AVAILABLE RECORDS:
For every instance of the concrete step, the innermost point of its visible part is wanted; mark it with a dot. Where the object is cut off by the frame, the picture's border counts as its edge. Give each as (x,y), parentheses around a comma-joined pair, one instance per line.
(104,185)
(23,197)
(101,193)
--
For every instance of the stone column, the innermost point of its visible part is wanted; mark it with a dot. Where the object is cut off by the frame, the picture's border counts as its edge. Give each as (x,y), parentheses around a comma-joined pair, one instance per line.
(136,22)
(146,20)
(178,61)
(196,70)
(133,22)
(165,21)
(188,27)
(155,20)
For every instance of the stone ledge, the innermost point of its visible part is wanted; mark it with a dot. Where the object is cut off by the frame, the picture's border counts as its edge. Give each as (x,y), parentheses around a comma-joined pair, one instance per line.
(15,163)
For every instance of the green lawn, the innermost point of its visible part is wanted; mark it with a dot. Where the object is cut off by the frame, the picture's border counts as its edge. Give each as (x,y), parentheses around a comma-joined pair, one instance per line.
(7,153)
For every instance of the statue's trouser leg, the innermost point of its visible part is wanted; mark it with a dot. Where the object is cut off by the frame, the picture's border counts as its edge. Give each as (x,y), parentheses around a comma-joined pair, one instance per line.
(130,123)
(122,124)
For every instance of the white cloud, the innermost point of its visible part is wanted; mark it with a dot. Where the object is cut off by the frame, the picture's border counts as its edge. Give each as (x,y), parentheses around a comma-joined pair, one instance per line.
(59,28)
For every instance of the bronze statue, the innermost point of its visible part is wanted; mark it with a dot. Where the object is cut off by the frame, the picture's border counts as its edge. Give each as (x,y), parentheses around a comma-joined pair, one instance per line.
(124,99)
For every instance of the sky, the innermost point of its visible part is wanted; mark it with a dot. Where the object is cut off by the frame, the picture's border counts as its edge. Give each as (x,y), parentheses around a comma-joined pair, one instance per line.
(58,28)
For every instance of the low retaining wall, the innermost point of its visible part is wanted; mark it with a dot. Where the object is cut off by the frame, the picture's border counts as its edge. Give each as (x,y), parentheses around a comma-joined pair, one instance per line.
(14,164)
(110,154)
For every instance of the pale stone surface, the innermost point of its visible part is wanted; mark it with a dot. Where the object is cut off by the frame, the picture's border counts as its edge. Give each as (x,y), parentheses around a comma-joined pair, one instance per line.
...
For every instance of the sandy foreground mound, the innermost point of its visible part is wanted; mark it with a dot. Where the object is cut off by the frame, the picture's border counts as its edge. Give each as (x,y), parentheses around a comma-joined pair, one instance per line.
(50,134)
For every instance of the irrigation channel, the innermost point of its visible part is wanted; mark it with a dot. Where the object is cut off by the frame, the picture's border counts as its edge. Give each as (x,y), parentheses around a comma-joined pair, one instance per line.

SET PROBLEM: From the data above, copy out every line that contains the word "statue". Treat the match as case-sensitive.

SOLUTION FOR THIS TASK:
For every instance of the statue's trouser leg, the innermost point of its visible part is wanted; mark it with a dot. Where the object is cut off by the frame, the picture's border counts as its edge. Give each as (x,y), parentheses around a comma-joined pair, one instance per line.
For every instance of the bronze statue, the innermost point of its visible part is wanted; mark it with a dot. Where the object is cut off by the frame, the picture's border counts as its edge. Give each as (x,y), parentheses around a comma-joined pair, one instance per line.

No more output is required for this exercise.